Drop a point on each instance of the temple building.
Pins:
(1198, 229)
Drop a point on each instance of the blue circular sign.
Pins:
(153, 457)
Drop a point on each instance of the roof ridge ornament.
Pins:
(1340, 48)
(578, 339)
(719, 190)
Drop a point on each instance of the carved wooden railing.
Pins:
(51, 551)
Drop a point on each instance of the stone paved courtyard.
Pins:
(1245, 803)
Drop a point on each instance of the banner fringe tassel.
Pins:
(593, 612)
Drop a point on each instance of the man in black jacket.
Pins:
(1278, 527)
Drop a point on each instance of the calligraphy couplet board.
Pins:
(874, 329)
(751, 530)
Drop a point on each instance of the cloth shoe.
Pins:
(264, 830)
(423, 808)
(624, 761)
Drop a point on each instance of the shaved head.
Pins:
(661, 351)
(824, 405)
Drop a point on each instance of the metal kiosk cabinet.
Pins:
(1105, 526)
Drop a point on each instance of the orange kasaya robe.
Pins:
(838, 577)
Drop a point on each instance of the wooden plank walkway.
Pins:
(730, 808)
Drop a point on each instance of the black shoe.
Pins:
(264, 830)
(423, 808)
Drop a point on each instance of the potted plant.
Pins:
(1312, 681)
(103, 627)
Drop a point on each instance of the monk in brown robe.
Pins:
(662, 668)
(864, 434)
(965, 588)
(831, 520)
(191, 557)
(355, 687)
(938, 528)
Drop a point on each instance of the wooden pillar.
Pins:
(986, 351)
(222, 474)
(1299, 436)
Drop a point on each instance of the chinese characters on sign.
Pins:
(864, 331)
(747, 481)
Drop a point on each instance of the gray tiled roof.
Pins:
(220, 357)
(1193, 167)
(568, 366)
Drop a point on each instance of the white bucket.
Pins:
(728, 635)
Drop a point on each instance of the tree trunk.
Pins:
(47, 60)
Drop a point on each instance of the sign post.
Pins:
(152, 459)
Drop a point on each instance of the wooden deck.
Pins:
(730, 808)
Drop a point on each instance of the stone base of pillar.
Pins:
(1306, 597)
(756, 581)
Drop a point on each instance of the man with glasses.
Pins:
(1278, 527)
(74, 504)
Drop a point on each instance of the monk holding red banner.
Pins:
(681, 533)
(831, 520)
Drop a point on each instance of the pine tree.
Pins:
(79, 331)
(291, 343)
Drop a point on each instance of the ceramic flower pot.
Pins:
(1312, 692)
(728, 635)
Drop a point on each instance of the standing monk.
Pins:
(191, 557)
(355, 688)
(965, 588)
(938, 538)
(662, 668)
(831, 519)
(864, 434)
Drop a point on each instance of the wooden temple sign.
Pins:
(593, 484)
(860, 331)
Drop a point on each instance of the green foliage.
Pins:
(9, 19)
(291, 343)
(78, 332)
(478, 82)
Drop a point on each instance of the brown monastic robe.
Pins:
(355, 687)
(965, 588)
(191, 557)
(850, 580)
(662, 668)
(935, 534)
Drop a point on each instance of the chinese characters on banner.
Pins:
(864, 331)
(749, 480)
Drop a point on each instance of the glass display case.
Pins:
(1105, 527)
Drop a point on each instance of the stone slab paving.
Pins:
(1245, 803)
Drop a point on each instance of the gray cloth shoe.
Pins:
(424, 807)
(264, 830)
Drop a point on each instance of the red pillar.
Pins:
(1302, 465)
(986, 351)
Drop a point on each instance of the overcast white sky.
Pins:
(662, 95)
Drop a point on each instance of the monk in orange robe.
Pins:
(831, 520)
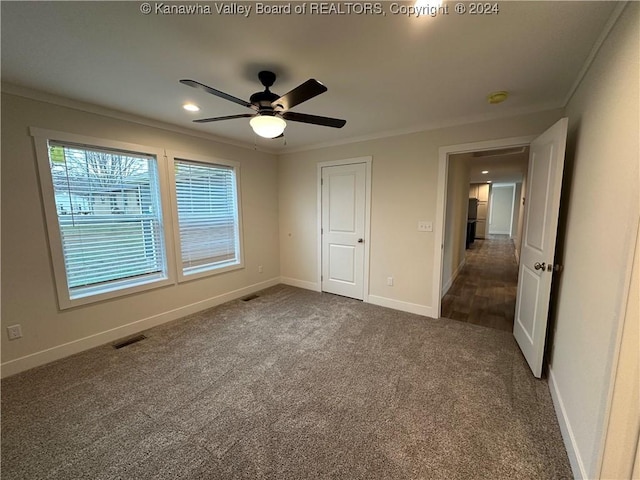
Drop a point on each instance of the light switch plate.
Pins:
(424, 226)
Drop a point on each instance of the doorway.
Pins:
(344, 199)
(537, 256)
(488, 160)
(484, 291)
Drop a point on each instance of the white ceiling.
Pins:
(385, 73)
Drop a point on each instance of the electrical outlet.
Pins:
(14, 331)
(424, 226)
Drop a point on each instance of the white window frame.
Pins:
(124, 287)
(172, 157)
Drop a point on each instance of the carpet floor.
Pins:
(291, 385)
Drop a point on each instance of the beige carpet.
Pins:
(291, 385)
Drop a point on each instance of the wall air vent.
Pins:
(128, 341)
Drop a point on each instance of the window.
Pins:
(104, 215)
(104, 204)
(207, 210)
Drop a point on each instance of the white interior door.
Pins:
(343, 229)
(546, 163)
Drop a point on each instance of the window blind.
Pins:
(207, 215)
(109, 216)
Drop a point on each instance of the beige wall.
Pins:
(404, 191)
(28, 291)
(455, 228)
(600, 217)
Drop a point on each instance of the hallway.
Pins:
(484, 293)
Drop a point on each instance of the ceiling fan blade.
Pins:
(217, 93)
(301, 93)
(228, 117)
(314, 119)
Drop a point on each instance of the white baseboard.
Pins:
(575, 459)
(403, 306)
(447, 286)
(294, 282)
(61, 351)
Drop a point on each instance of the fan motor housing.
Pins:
(264, 99)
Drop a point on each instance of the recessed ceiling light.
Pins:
(497, 97)
(428, 4)
(190, 107)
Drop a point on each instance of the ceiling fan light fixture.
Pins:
(268, 126)
(191, 107)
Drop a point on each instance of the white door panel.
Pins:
(343, 229)
(546, 163)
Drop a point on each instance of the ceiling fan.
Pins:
(271, 110)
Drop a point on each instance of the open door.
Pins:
(546, 163)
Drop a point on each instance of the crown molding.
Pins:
(613, 19)
(40, 96)
(456, 122)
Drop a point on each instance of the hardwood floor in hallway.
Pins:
(484, 293)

» **What the task asks**
Say how many lines of these records hold the string "shoe", giving the number and no other words.

» **Written solution**
3